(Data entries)
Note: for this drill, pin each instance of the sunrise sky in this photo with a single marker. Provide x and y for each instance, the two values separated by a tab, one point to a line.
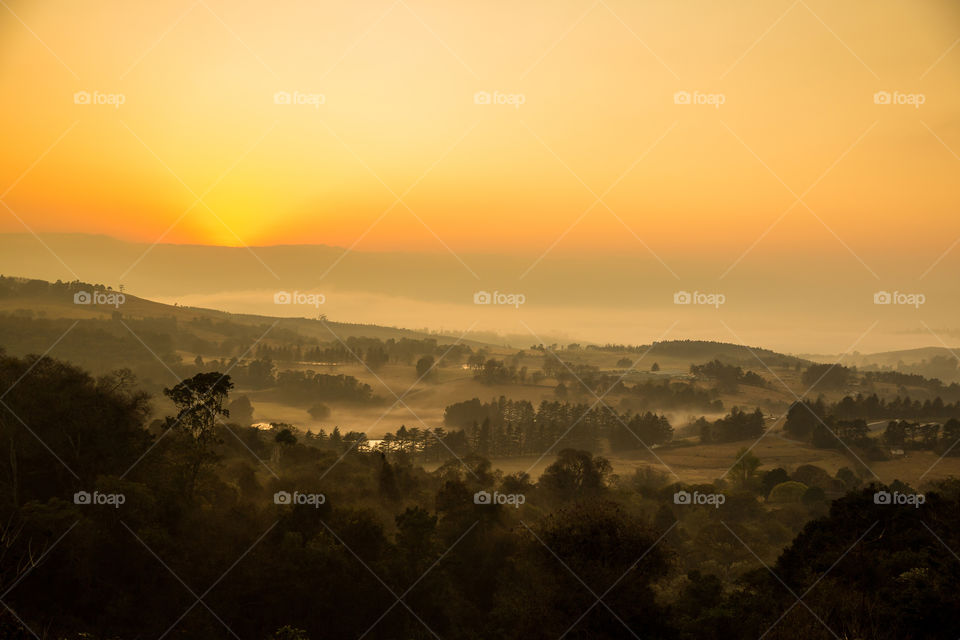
399	118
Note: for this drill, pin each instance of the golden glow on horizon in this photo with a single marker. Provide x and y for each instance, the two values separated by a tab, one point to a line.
399	83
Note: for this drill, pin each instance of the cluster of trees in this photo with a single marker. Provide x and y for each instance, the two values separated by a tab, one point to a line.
934	385
930	435
728	377
736	425
514	427
201	515
310	387
829	426
371	350
872	407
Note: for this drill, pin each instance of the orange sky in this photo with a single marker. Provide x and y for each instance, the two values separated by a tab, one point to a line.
398	80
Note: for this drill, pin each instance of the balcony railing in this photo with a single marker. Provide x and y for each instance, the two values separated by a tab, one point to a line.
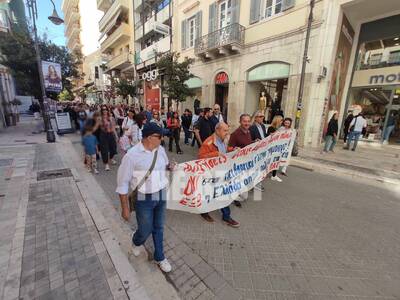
231	35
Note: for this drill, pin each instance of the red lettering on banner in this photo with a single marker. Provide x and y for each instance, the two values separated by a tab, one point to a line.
202	165
191	186
191	202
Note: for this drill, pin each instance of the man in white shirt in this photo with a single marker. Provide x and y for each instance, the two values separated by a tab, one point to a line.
356	127
151	199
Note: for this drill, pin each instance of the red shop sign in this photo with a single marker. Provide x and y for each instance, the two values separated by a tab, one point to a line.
221	78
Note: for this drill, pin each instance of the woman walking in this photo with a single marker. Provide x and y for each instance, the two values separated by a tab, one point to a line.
275	125
107	139
136	135
174	125
331	133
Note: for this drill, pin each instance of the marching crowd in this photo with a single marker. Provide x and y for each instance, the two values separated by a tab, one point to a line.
139	136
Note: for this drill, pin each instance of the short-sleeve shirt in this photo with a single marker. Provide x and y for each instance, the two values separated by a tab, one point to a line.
205	127
240	138
89	143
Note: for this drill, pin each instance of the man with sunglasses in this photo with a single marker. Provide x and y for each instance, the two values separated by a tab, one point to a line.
150	206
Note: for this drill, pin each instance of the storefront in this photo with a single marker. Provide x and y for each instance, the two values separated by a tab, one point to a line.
375	84
267	86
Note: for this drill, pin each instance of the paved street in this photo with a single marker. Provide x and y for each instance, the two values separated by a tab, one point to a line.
313	236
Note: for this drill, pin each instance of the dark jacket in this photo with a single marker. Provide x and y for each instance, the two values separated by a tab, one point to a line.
255	134
333	127
347	122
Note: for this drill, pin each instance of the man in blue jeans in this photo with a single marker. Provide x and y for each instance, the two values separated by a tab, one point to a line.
356	127
150	206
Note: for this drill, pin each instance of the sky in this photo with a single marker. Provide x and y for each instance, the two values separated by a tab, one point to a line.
55	33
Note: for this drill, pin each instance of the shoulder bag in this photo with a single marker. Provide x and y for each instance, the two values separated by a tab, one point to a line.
133	195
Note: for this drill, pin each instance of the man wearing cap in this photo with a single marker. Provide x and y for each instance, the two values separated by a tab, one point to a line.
151	198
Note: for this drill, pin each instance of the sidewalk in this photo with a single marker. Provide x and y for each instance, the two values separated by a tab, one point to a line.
55	243
370	161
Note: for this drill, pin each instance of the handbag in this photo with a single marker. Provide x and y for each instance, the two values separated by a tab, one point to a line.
133	195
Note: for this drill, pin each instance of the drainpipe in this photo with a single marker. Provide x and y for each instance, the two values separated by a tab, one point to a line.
303	68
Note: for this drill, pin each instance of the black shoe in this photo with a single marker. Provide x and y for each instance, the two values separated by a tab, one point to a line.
207	217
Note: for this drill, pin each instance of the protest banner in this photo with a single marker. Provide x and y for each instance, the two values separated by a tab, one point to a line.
205	185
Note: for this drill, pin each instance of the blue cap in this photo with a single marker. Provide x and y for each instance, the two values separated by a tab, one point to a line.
151	128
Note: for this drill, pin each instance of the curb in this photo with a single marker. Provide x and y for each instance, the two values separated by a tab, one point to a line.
335	170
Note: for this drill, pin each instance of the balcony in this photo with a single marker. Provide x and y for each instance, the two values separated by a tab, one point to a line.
104	5
119	36
227	40
137	5
161	46
119	62
113	12
138	31
72	16
71	29
149	25
163	14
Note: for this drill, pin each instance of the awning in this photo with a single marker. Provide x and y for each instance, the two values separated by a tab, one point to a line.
269	71
194	83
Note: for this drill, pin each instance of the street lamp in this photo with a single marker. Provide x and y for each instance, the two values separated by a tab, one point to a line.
55	19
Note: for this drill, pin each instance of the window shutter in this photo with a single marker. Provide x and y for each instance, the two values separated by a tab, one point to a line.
212	17
287	4
255	11
235	11
199	16
183	35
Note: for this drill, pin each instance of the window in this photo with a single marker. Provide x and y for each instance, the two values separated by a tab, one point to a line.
192	31
394	57
270	8
225	13
375	59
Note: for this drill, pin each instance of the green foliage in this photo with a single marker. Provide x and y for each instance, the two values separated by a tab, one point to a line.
65	95
125	88
176	73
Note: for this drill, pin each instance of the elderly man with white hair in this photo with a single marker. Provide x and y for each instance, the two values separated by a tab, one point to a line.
213	146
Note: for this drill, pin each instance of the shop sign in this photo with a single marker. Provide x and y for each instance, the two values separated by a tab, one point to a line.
373	77
221	78
150	75
381	79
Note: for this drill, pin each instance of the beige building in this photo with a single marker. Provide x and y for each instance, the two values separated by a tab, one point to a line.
83	35
116	38
245	50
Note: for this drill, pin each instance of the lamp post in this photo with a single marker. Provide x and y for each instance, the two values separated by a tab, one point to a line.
55	19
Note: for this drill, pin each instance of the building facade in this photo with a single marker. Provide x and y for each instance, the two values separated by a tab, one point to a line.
249	53
12	17
152	37
83	36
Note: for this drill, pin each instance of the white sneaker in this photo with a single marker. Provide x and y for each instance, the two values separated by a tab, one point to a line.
164	265
276	178
137	250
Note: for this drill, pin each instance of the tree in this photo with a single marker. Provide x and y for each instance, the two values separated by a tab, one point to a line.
175	73
18	54
65	95
125	88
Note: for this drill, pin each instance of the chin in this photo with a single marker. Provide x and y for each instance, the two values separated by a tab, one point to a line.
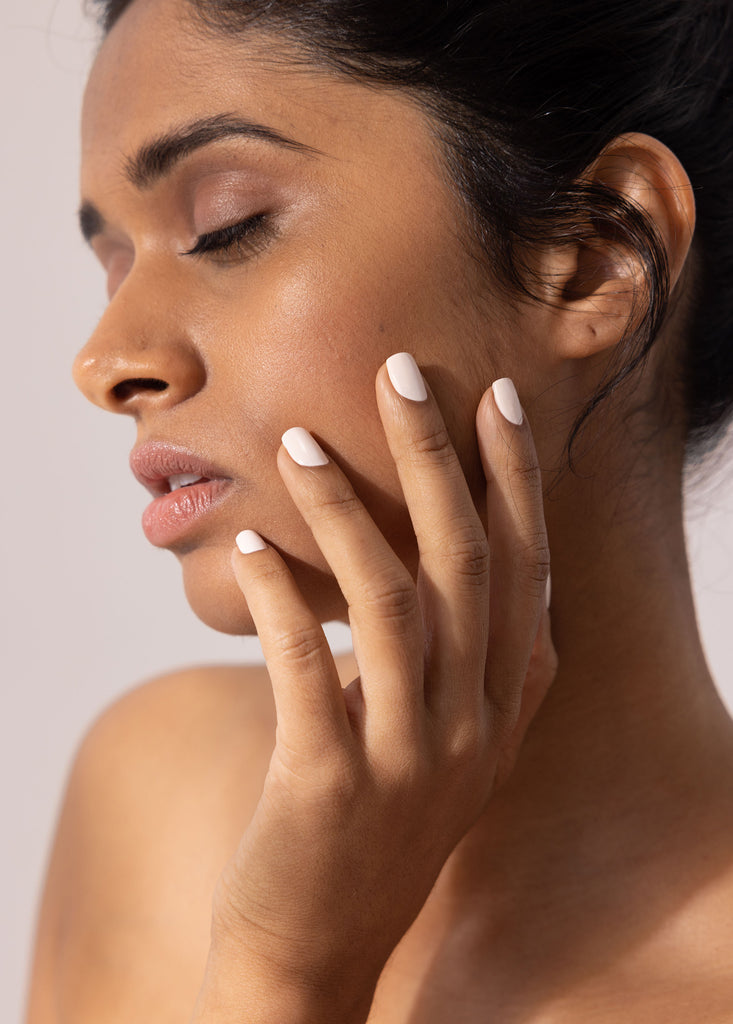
214	596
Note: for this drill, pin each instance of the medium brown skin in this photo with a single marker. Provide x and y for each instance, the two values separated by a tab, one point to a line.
597	884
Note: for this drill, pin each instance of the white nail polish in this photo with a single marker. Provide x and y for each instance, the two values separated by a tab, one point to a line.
248	542
406	379
505	394
302	449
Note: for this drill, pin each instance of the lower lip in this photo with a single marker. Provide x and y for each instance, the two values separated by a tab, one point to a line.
170	517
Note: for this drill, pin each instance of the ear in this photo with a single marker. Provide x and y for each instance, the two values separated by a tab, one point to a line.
596	283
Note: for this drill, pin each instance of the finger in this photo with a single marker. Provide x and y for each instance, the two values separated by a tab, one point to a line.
309	702
520	559
380	593
454	581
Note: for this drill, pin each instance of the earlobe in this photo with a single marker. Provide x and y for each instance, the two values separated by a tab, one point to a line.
596	282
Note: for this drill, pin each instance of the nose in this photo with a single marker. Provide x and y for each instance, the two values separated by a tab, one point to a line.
139	359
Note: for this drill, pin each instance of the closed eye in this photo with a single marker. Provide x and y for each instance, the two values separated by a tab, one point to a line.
234	241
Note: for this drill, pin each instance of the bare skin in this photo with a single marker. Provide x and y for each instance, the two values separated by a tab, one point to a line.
596	884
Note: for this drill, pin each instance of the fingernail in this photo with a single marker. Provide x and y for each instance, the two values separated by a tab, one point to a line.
248	542
406	379
302	449
505	394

Required work
Give every record again without changing a word. Exclude the pictures.

Task result
Note: for this drill, pin each instance of the sunrise sky in this photo with a single marker. Provide x and y for each instance, the two values separated by a tab, one point to a line.
399	118
Note: for this drill, pin each instance of the golden glow on horizon in this photo with a single marker. Provide x and y for each instance, the two values separated by a tab, one point to a line.
399	83
Note: for this drill, pin each instance of the cluster of trees in this photo with a single marker. Provide x and y for each instance, the two values separated by a tab, one point to a line.
934	385
930	435
728	377
736	425
514	427
201	515
310	387
829	426
371	350
872	407
Note: for this drill, pin each instance of the orange sky in this photo with a single marker. Provide x and y for each instance, the two values separated by a tab, one point to a line.
398	80
Note: for this drill, pin each instance of the balcony railing in this photo with a single marker. Provide x and y for each instance, the two values separated by a tab, one point to a line.
231	35
Note: for this drill, pin each instance of the red lettering on banner in this photo with a single marker. Provide x and y for each instance, the two values separated by a tab, one point to a line.
202	165
191	186
191	202
Note: for this drill, pin each instance of the man in white shirt in this photo with a single marker. Provide x and y for each instance, the two values separated by a tab, one point to a line.
356	127
151	199
Note: for this drill, pin each instance of the red shop sign in this photo with a single marker. Provide x and y for each instance, the two values separated by a tab, one point to a line.
221	78
Note: for this drill, pin each instance of the woman walking in this photo with a single marker. Provide x and y for each instance, the two values separated by a tab, one point to a line.
275	125
107	139
136	135
174	125
331	133
Note: for this drill, pin each instance of the marching crowd in this photo with a single marker. Provide x and y for each instance, the two values separated by a tab, one point to a line.
139	136
Note: for this drill, pin each instance of the short-sleeve shirt in this photo with a single marker. Provide x and y for each instance, the two values separated by a tab, one point to a line.
205	127
240	138
89	143
Note: for this drill, pin each instance of the man with sunglasses in this photo with a single marker. Provide x and y for each instance, the two values separated by a tab, one point to a line.
150	206
Note: for this drill, pin each instance of the storefront in this photo with a single marker. Provide x and y for each instance, the two values separated by a tab, one point to a line.
375	84
267	86
Note: for this drill, pin each instance of the paved street in this photo with a single marker. Provide x and y for each instance, the two values separated by a tab, one point to a line.
313	236
Note: for this drill, pin each instance of the dark jacket in this photo with a single marker. Provide x and y for each instance, the two values separated by a tab, one point to a line.
255	134
333	127
347	122
Note: for this drill, pin each instance of the man in blue jeans in this photo with a single marker. Provide x and y for each instance, the two values separated by a tab, one point to a line.
356	127
150	206
Note: for this drill, pin each instance of the sky in this photo with a single marker. Provide x and y for each instance, the two values separated by a tab, one point to a line.
55	33
Note: for this drill, pin each instance of the shoulder bag in this photo with a single marker. Provide x and y for each instance, the two values separated by a tab, one point to a line.
133	195
Note: for this drill, pin each instance of the man wearing cap in this photo with a single marker. Provide x and y for each instance, the two values separated by a tab, one point to a line.
151	198
Note: for this drill, pin each instance of the sidewalk in this photo with a single marker. Provide x and y for each instance, the two values separated by a tab, one point to a line.
55	243
370	161
Note: for this drill, pin each instance of the handbag in this photo with a single marker. Provide x and y for each instance, the two values separated by a tab, one point to a line.
133	195
Note: for this drill, pin each instance of the drainpipe in this photo with a single marker. Provide x and y for each instance, the two values separated by a tab, one point to a line.
303	68
Note: for this drill, pin each instance of the black shoe in this photo with a single marker. Provide x and y for each instance, the two values separated by a tab, one point to a line.
207	217
Note: for this drill, pin each instance of the protest banner in this photo with a single marker. Provide x and y for each instance, the two values separated by a tab, one point to a line.
205	185
Note: for this drill, pin each instance of the blue cap in this photo with a single marker. Provide x and y for each instance, the two values separated by a tab, one point to a line.
151	128
Note: for this drill, pin each instance of the curb in this photo with a single marker. Provide x and y for each instance, the two values separated by a tab, one point to a line.
335	170
Note: for this drill, pin each instance of the balcony in this photo with a single marker. Provide x and y for each instance, the two values separated by a tab, one point to a line.
104	5
119	36
227	40
137	5
161	46
119	62
113	12
138	31
72	16
71	29
149	25
163	14
Note: for this drill, pin each instance of the awning in this photo with a single marker. Provide x and y for each instance, the two values separated by a tab, one point to a line.
269	71
194	83
Note: for this drill, pin each instance of the street lamp in this photo with a single marker. Provide x and y for each instance, the two values separated by a tab, one point to a line.
55	19
Note: for this drill, pin each instance of the window shutter in this photo with a single marker. Provide x and y for each instance, the two values separated by a tab, one point to a line.
212	17
287	4
255	11
235	11
199	16
183	35
Note: for this drill, pin each instance of the window in this photo with a single marker. Provide x and y for each instance, the two values separated by a tab, one point to a line.
192	31
394	57
270	8
225	13
375	59
Note: for this drill, pin each instance of the green foliage in this photo with a single marker. Provide x and y for each instance, the two values separated by a tab, one point to a line.
65	95
125	88
176	73
Note: for this drill, pin each instance of the elderly man with white hair in this photo with a single marker. Provide x and y for each instance, the two values separated by a tab, one point to a line.
213	146
Note: for this drill, pin each instance of the shop sign in this photo with a single marker. Provide x and y for each instance, the two values separated by a tab, one point to a line.
373	77
221	78
150	75
381	79
Note: for this drill, pin each instance of the beige building in this photo with a single marker. Provide x and y for each instance, the two values separated by a tab, one point to a line.
83	35
116	38
245	50
Note: for this drill, pin each instance of the lamp post in this photo with a single marker. Provide x and y for each instance, the two values separated by a tab, one point to a line.
55	19
Note: for this drill, pin each instance of the building facade in this photo with a single marker. Provide x and y for each instance, the two values separated by a tab, one point to a line.
249	53
12	17
152	37
83	36
Note: for this drill, pin each instance of the white sneaker in this photo with a single marker. Provide x and y for each instance, the two values separated by a tab, one point to a line.
164	265
276	178
137	250
Note: for this drill, pin each instance of the tree in this photo with a single marker. Provide x and y for each instance, the two values separated by a tab, one point to a line.
175	73
18	54
65	95
125	88
Note: for this drill, pin each instance of the chin in this photo with a single marker. Provide x and y for each instance, the two values separated by a tab, one point to a line.
214	596
Note: for this drill, pin each instance of the medium brown skin in this photo with a single marker. Provide x and y for each instance, the two values separated by a tab, one point to a line.
597	884
Note: for this drill, pin each instance of the white nail polish in this photo with a single marker. Provide x and y for each instance, the two values separated by a tab, one point to a line.
248	542
406	379
505	394
302	449
Note: for this drill, pin each instance of the lower lip in this photo with a single marker. Provide x and y for each instance, the two values separated by a tab, one point to a line.
170	517
Note: for this drill, pin each instance of the ear in this photo with a single marker. Provide x and y for each instance, the two values separated by a tab, one point to a line.
596	283
Note: for this drill, pin each instance of the finger in this photo with a single marker. Provide x and y for each instance, the two values separated by a tab, one point to a line.
309	702
520	559
380	593
454	581
Note: for this drill, pin each instance of the earlobe in this photo with a single marker. Provide x and y for each instance, the two values separated by a tab, one point to a line.
596	282
Note: for this drill, pin each instance of the nose in this photo with a single marker. Provide x and y for each instance, the two values separated by a tab, one point to a line.
139	359
Note: for this drill, pin each instance of the closed eye in this photo with a single marker. Provide x and y for each instance, the two values separated by a tab, one point to a line.
234	241
Note: for this drill, pin each instance of the bare skin in this photo with a single marker. Provide x and y for each instance, the two values separated by a tab, one point to a line.
596	884
Note: for this drill, pin each instance of the fingernail in this photo with a single marker. Provide x and y for each instance, the two values separated by a tab, one point to a line.
248	542
406	379
302	449
505	394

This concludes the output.